*DIRECTION*. Can you edit the records below so that every "intersection camera" reads "roadside camera" and nothing else changes?

*EXTRACTED ENTRIES*.
==*==

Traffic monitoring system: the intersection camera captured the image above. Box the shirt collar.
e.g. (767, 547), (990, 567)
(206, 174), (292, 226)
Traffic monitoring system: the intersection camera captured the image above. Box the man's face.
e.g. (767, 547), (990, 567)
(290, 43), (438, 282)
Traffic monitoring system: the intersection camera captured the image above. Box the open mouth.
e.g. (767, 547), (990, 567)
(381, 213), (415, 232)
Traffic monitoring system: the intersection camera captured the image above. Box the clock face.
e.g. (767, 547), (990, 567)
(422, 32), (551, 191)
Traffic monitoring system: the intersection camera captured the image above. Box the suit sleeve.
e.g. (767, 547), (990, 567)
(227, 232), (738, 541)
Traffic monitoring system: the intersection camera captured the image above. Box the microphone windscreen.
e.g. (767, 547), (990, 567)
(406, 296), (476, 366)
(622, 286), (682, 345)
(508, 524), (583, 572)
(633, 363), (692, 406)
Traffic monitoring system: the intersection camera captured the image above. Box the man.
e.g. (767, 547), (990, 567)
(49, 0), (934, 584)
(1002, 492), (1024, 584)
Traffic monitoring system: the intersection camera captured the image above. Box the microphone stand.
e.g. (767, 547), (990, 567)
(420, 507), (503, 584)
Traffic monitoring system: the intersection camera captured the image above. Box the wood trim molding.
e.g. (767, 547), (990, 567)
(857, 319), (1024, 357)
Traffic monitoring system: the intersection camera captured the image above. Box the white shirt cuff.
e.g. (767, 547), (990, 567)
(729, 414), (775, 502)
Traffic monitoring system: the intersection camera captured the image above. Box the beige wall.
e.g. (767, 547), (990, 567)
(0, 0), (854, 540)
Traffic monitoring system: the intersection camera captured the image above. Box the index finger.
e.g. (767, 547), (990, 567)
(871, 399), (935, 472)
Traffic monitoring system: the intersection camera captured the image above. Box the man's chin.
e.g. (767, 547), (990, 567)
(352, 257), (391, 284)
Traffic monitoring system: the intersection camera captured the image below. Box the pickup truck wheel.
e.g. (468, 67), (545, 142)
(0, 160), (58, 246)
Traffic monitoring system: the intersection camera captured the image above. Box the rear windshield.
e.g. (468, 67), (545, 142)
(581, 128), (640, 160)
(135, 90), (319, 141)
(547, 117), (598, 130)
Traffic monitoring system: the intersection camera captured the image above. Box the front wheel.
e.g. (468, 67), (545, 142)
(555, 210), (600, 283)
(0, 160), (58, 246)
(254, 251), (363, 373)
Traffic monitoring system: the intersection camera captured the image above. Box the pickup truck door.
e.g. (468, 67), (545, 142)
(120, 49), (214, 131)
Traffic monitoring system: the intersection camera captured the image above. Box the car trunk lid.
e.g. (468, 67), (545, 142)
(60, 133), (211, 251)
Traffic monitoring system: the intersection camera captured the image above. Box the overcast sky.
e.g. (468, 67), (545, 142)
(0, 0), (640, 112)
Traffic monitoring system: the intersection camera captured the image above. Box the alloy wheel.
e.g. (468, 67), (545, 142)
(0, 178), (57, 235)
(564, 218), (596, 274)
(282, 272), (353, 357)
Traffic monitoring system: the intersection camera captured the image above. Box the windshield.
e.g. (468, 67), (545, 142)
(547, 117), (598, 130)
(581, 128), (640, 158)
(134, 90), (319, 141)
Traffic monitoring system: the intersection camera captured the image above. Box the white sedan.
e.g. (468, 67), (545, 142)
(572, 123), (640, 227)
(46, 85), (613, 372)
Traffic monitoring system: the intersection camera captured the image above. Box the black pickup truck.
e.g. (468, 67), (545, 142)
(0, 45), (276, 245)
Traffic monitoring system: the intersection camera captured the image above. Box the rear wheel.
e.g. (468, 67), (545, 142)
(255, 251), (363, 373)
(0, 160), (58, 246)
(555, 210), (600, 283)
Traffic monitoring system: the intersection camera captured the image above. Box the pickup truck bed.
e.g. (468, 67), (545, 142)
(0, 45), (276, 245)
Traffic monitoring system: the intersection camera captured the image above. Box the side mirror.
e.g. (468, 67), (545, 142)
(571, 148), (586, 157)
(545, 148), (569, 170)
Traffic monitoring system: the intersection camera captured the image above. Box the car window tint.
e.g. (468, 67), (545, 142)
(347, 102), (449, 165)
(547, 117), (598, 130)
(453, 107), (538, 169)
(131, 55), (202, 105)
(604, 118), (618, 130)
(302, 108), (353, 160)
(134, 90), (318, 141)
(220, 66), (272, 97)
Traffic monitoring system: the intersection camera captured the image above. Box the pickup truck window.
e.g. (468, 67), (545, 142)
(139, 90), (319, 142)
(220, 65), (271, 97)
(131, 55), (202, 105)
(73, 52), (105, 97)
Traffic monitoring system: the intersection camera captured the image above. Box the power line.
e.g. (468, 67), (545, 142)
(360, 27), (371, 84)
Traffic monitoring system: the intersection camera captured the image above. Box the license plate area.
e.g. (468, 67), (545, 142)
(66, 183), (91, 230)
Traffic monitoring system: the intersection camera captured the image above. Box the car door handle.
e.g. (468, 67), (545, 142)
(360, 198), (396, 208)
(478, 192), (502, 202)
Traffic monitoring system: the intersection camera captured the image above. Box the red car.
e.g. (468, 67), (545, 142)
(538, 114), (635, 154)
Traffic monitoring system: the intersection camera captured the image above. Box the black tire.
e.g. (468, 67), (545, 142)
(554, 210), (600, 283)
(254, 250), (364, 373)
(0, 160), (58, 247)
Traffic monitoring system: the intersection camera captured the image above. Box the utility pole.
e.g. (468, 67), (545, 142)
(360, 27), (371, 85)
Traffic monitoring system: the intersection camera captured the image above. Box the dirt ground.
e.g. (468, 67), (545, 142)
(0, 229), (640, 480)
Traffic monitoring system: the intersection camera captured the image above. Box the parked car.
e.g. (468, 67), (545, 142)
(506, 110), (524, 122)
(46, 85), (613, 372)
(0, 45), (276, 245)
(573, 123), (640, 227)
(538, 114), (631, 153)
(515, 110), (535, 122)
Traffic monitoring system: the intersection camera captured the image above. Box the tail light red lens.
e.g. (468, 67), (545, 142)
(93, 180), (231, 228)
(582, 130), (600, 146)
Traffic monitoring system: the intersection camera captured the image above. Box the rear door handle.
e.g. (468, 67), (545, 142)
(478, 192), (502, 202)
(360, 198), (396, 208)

==*==

*RESULT BELOW*.
Traffic monitoring system: the roadside camera captured the image above. Box the shirt collar.
e.g. (767, 547), (990, 567)
(206, 174), (292, 226)
Traffic monitoring system: the roadside camera captured the image above. Box the man's face.
e.g. (767, 547), (990, 567)
(290, 43), (438, 282)
Traffic monitoring system: the roadside camera captured the image above. Box the open mouth.
e.g. (767, 547), (990, 567)
(381, 213), (415, 232)
Traffic monitoring system: the roadside camera captured the image above. Box the clock face.
e.g. (767, 547), (990, 567)
(422, 32), (551, 191)
Traffic monitoring system: the roadside camera captured the image above. Box the suit sleeve.
e.g. (767, 547), (990, 567)
(227, 232), (738, 541)
Traffic monitoring system: the roadside camera captured the image above. Box the microphone windscreen.
e.g. (767, 547), (990, 567)
(406, 296), (476, 366)
(622, 286), (682, 345)
(508, 524), (583, 572)
(633, 363), (692, 406)
Traffic monitoring system: the roadside camera captured the image above. Box the man.
e.g. (767, 547), (990, 567)
(49, 0), (934, 584)
(1002, 492), (1024, 584)
Traffic monitoring system: the roadside camera captured the image above. Box the microphone stand.
e.g. (767, 547), (990, 567)
(420, 507), (503, 584)
Traffic monitoring system: the roadside camera captured the image above. Box the wood trim molding.
e.g. (767, 547), (990, 567)
(857, 319), (1024, 357)
Traffic monitoring system: the roadside camera captured the image above. Box the white shirt cuff.
e.g. (767, 547), (990, 567)
(729, 414), (775, 502)
Traffic monitoring system: the roadside camera captured the image above. Box the beige wall.
e.g. (767, 547), (990, 567)
(0, 0), (854, 540)
Traffic monitoring system: the roadside camera captured the image above. Box the index finger.
e.g. (767, 547), (990, 567)
(871, 399), (935, 472)
Traffic monitoring system: the roadside camera captured the image above. Box the man's chin.
e.g. (767, 547), (990, 567)
(352, 257), (391, 284)
Traffic monitoring system: the roadside camera captured the image below. Box the pickup truck wheel.
e.g. (468, 67), (545, 142)
(0, 160), (58, 246)
Traffic monitoring system: the roadside camera captured the image above. Box the rear windshield.
e.g. (468, 67), (545, 142)
(581, 128), (640, 160)
(135, 90), (319, 141)
(547, 117), (598, 130)
Traffic monitoring system: the roadside camera captured the image above. Box the front wheel.
e.g. (468, 67), (545, 142)
(555, 210), (600, 283)
(0, 160), (58, 246)
(254, 251), (363, 373)
Traffic monitoring system: the roadside camera captured the image above. Box the pickup truck door.
e.g. (468, 67), (545, 142)
(120, 49), (214, 131)
Traffic monitoring system: the roadside camera captured the image above. Box the car trunk lid.
e.g. (468, 67), (545, 142)
(60, 133), (211, 251)
Traffic monitoring system: the roadside camera captured the image above. Box the overcast sky.
e.g. (468, 67), (545, 142)
(0, 0), (640, 112)
Traffic monitoring system: the roadside camera captured the image above. Box the alloy wheel.
e.g. (468, 67), (545, 142)
(0, 178), (57, 235)
(564, 218), (596, 274)
(282, 272), (353, 357)
Traffic monitoring system: the roadside camera captured the image above. Box the windshield.
e.g. (468, 67), (545, 142)
(547, 117), (598, 130)
(581, 128), (640, 158)
(134, 90), (319, 141)
Traffic monitoring system: the roadside camera captured the image above. Box the white sedan.
e.g. (468, 67), (545, 142)
(572, 123), (640, 227)
(46, 85), (613, 372)
Traffic monitoring system: the roadside camera captured the image above. Box the black pickup truck.
e.g. (468, 67), (545, 142)
(0, 45), (276, 245)
Traffic monitoring system: the roadside camera captured the image above. Box the rear wheel.
e.g. (468, 67), (545, 142)
(255, 251), (363, 373)
(0, 160), (58, 246)
(555, 210), (600, 283)
Traffic monitoring system: the roadside camera captured the image above. Box the pickup truck bed.
e.g. (468, 67), (545, 142)
(0, 45), (276, 245)
Traffic monitoring system: the roadside camera captured the image above. Box the side mirror.
e.g. (468, 67), (545, 142)
(571, 148), (586, 157)
(545, 148), (569, 170)
Traffic monitoring system: the roadside camera captured the image above. Box the car window tint.
e.g. (468, 67), (545, 142)
(347, 102), (449, 165)
(547, 117), (598, 130)
(453, 107), (538, 169)
(131, 55), (202, 105)
(604, 118), (618, 130)
(302, 108), (353, 160)
(134, 90), (318, 141)
(220, 66), (272, 97)
Traffic monitoring system: the roadside camera captured the image above. Box the pickup truck window.
e.g. (468, 67), (545, 142)
(139, 90), (319, 142)
(220, 65), (271, 97)
(131, 55), (202, 105)
(73, 52), (105, 97)
Traffic monitoring system: the roadside camera captured the image above. Box the power line.
e.g. (468, 67), (545, 142)
(360, 27), (371, 84)
Traffic monitoring system: the roadside camera captured the image above. Box the license plate area.
e.g. (468, 67), (545, 142)
(66, 183), (91, 230)
Traffic monitoring system: the roadside camera captured the image above. Box the car door handle.
e.g. (468, 67), (545, 142)
(360, 198), (396, 208)
(478, 192), (502, 202)
Traffic monitoring system: the roadside camera captured the image above. Box the red car.
e.g. (468, 67), (545, 142)
(538, 114), (635, 154)
Traffic monitoring system: the roadside camera captured the image above. Box the black tire.
e.g. (468, 67), (545, 142)
(554, 210), (600, 283)
(254, 250), (364, 373)
(0, 160), (58, 247)
Traffic monitoring system: the roadside camera captured the image above. Box the utility pole.
e.g. (468, 67), (545, 142)
(360, 27), (371, 85)
Traffic monitoring system: the roadside camera captured the image above. Box the dirt ground.
e.g. (468, 67), (545, 142)
(0, 229), (640, 480)
Traffic monitoring system: the roadside camera captured the image above. Box the parked car.
e.g. (468, 67), (545, 142)
(506, 110), (524, 122)
(46, 85), (613, 372)
(0, 45), (276, 245)
(573, 123), (640, 227)
(538, 114), (631, 153)
(515, 110), (535, 122)
Traffic monitoring system: the roadside camera captured the image above. Box the tail light red lens.
e.g. (468, 67), (545, 142)
(93, 180), (231, 228)
(582, 130), (600, 146)
Traffic monitoring system: the roadside camera captured the image above. Box the rear door handle.
e.g. (468, 67), (545, 142)
(478, 192), (502, 202)
(360, 198), (396, 208)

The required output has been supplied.